--- The task ---
Would you extract the whole listing below and retype it exactly?

--- Records ---
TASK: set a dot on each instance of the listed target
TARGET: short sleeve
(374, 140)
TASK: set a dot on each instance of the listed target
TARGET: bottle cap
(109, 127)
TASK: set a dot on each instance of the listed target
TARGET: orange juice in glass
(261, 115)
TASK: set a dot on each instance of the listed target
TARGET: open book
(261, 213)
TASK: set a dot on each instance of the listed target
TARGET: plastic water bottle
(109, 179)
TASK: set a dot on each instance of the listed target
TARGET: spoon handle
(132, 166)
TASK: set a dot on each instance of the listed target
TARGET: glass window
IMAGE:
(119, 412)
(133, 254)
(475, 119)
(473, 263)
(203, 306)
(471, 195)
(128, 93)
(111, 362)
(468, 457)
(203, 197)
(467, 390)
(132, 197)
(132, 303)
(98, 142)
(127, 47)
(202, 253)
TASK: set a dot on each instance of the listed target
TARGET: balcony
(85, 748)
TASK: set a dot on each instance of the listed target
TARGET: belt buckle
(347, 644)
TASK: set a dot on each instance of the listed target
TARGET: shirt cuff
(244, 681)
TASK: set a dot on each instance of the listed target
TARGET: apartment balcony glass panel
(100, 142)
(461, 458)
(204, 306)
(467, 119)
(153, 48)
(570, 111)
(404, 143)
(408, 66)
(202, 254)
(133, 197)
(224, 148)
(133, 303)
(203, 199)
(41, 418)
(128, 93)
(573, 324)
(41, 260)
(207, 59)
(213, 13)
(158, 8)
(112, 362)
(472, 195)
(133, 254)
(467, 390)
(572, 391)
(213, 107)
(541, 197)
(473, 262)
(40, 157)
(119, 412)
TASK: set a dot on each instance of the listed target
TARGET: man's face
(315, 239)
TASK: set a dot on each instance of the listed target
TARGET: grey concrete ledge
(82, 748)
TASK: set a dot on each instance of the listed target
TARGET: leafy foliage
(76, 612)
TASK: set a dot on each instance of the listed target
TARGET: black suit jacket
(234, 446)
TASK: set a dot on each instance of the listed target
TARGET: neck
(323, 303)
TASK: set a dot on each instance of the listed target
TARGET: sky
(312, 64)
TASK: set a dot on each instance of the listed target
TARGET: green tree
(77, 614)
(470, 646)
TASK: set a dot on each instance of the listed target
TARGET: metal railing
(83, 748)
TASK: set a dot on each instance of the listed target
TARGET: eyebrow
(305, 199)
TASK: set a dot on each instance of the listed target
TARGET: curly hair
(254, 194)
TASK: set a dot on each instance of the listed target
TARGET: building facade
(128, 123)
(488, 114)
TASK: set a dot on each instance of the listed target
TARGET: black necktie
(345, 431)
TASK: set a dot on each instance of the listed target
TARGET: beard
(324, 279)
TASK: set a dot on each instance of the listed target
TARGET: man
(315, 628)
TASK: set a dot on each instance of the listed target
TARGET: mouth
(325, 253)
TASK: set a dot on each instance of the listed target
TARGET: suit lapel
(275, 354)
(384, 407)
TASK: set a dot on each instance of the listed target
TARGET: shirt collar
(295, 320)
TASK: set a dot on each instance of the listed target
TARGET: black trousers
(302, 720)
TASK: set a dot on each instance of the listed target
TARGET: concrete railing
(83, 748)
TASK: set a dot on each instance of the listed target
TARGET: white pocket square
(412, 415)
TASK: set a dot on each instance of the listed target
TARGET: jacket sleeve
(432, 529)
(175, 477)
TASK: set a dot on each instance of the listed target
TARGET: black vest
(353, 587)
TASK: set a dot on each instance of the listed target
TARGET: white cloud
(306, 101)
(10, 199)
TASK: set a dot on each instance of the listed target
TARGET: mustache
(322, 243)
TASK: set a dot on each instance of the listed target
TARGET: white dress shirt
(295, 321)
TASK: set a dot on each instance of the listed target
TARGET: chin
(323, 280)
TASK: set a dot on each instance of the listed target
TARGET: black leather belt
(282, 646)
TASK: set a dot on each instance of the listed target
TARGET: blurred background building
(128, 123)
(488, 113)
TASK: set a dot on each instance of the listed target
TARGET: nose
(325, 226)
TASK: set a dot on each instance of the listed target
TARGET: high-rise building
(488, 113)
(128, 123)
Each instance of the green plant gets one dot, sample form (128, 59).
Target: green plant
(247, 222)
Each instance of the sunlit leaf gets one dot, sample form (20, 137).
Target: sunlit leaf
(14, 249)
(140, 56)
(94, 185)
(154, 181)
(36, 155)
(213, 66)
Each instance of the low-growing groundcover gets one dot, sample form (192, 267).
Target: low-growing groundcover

--- Correct output ---
TASK: set a dot on each instance of the listed target
TARGET: short sleeve
(374, 140)
TASK: set a dot on each instance of the listed target
TARGET: bottle cap
(109, 127)
TASK: set a dot on each instance of the listed target
TARGET: orange juice in glass
(261, 115)
TASK: set a dot on each instance of the listed target
TARGET: open book
(261, 213)
TASK: set a dot on each instance of the listed target
TARGET: plastic water bottle
(109, 179)
TASK: set a dot on each instance of the listed target
TARGET: spoon handle
(132, 166)
TASK: set a dot on each instance of the listed target
TARGET: glass window
IMAGE:
(119, 412)
(133, 254)
(475, 119)
(473, 263)
(203, 306)
(471, 195)
(128, 93)
(111, 362)
(468, 457)
(203, 197)
(467, 390)
(132, 197)
(132, 303)
(98, 142)
(127, 47)
(202, 253)
TASK: set a dot on each instance of the listed target
TARGET: balcony
(85, 748)
TASK: set a dot on each instance of the listed target
TARGET: belt buckle
(347, 644)
TASK: set a dot on each instance of the listed target
TARGET: shirt cuff
(244, 681)
TASK: set a dot on each instance of the listed target
TARGET: apartment balcony glass panel
(100, 142)
(461, 458)
(204, 306)
(467, 119)
(153, 48)
(570, 111)
(404, 143)
(408, 66)
(202, 254)
(133, 197)
(224, 148)
(133, 303)
(203, 199)
(41, 418)
(128, 93)
(573, 324)
(41, 260)
(207, 59)
(213, 13)
(158, 8)
(112, 362)
(472, 195)
(133, 254)
(467, 390)
(572, 391)
(213, 107)
(541, 197)
(473, 262)
(40, 157)
(119, 412)
TASK: set a dot on each instance of the listed target
TARGET: man's face
(315, 239)
TASK: set a dot on each instance of the listed target
TARGET: grey concrete ledge
(82, 748)
TASK: set a dot on each instance of the listed target
TARGET: leafy foliage
(76, 612)
TASK: set a dot on each instance of the listed target
TARGET: black suit jacket
(234, 446)
TASK: set a dot on each instance of the listed target
TARGET: neck
(323, 303)
TASK: set a dot on each instance of the listed target
TARGET: sky
(312, 64)
TASK: set a dot on each instance of the listed target
TARGET: green tree
(77, 614)
(470, 646)
TASK: set a dot on each instance of the listed target
TARGET: metal railing
(83, 748)
TASK: set a dot on each instance of the listed target
TARGET: eyebrow
(305, 199)
TASK: set a dot on each instance of the listed target
TARGET: curly hair
(254, 194)
TASK: set a dot on each instance of the listed target
TARGET: building facade
(128, 123)
(488, 114)
TASK: set a dot on each instance of the listed target
TARGET: black necktie
(345, 431)
TASK: set a dot on each instance of the listed target
TARGET: beard
(324, 279)
TASK: set a dot on each instance of the listed target
TARGET: man
(315, 628)
TASK: set a dot on each instance of the listed target
TARGET: mouth
(325, 253)
TASK: set a dot on each instance of the listed target
TARGET: suit lapel
(275, 354)
(384, 407)
TASK: set a dot on each instance of the listed target
TARGET: shirt collar
(295, 320)
TASK: set a dot on each instance of the listed target
TARGET: black trousers
(302, 720)
TASK: set a dot on each instance of the listed target
TARGET: concrete railing
(83, 748)
TASK: set a dot on each instance of the listed target
TARGET: white pocket square
(412, 415)
TASK: set a dot on each instance of the listed target
TARGET: jacket sleeve
(432, 529)
(175, 477)
TASK: set a dot on each instance of the listed target
TARGET: black vest
(353, 587)
TASK: set a dot on each instance of the listed target
TARGET: white cloud
(306, 101)
(10, 199)
TASK: set a dot on each instance of the listed target
TARGET: mustache
(322, 243)
TASK: set a dot on each instance of the listed target
TARGET: white dress shirt
(295, 321)
TASK: set a dot on each instance of the listed target
TARGET: chin
(323, 280)
TASK: set a dot on each instance of the listed target
TARGET: black leather belt
(282, 646)
TASK: set a dot on each instance of the listed target
TARGET: blurred background building
(128, 123)
(488, 113)
TASK: set a dot on each instance of the listed target
TARGET: nose
(325, 226)
TASK: set a dot on each instance of the listed target
TARGET: high-rise building
(488, 113)
(128, 123)
Each instance of the green plant gets one dot, sample form (128, 59).
Target: green plant
(247, 222)
Each instance of the sunlit leaf gets one dot, sample form (20, 137).
Target: sunlit leaf
(14, 249)
(140, 56)
(94, 185)
(154, 181)
(36, 155)
(213, 66)
Each instance of the low-growing groundcover gets one dot, sample form (192, 267).
Target: low-growing groundcover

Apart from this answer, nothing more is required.